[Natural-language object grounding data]
------------
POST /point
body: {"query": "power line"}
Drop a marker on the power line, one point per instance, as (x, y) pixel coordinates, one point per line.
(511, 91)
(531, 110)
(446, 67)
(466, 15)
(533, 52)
------------
▶ _THE TASK_
Exact copy required. Retype all of the entries word for word.

▶ _YOUR RESPONSE_
POST /point
body: {"query": "power line"}
Drop a marker on the power line, one point per instance, as (x, y) pixel coordinates, one point per line.
(511, 91)
(531, 110)
(446, 67)
(466, 15)
(533, 52)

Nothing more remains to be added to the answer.